**Natural language region descriptions**
---*---
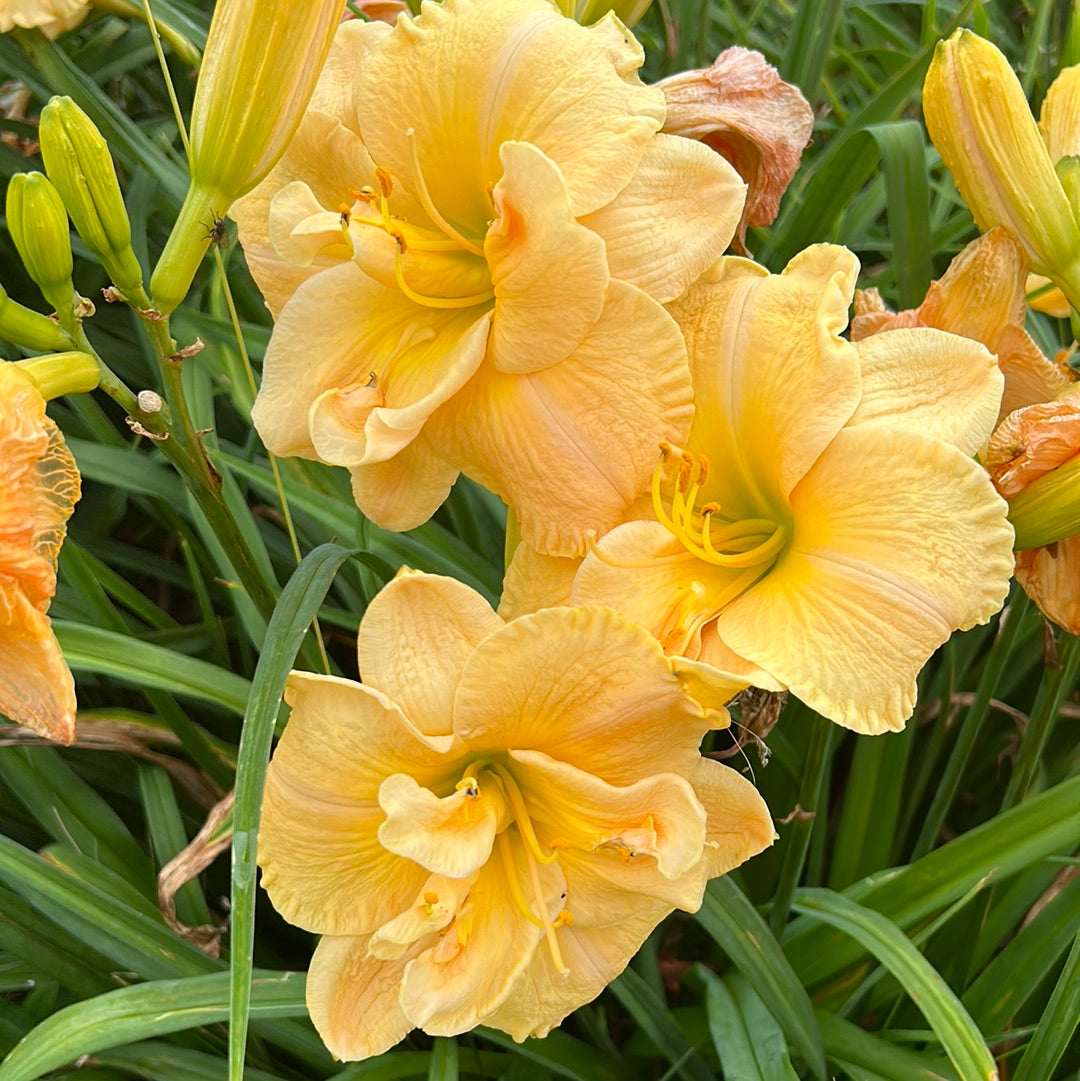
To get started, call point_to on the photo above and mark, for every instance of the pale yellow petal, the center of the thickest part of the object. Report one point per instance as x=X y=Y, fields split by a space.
x=1060 y=119
x=352 y=999
x=674 y=219
x=761 y=348
x=422 y=621
x=405 y=491
x=648 y=576
x=898 y=542
x=322 y=864
x=656 y=819
x=533 y=582
x=451 y=987
x=377 y=374
x=532 y=76
x=585 y=686
x=740 y=825
x=549 y=272
x=931 y=383
x=450 y=835
x=1051 y=577
x=571 y=446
---*---
**Problem requirements**
Every entry above should come back exactly as written, except for its pictures.

**Response to this exercise**
To get started, call point_to on the photo above and mark, for every instance of the pale yellow petal, the center of the thickest part of the object. Report one point per instance as x=X y=Y, fields split by a space.
x=1060 y=119
x=352 y=999
x=674 y=219
x=761 y=348
x=422 y=621
x=405 y=491
x=648 y=576
x=898 y=542
x=322 y=864
x=656 y=819
x=533 y=582
x=451 y=987
x=377 y=374
x=532 y=76
x=585 y=686
x=740 y=825
x=549 y=272
x=931 y=383
x=450 y=835
x=1051 y=577
x=571 y=446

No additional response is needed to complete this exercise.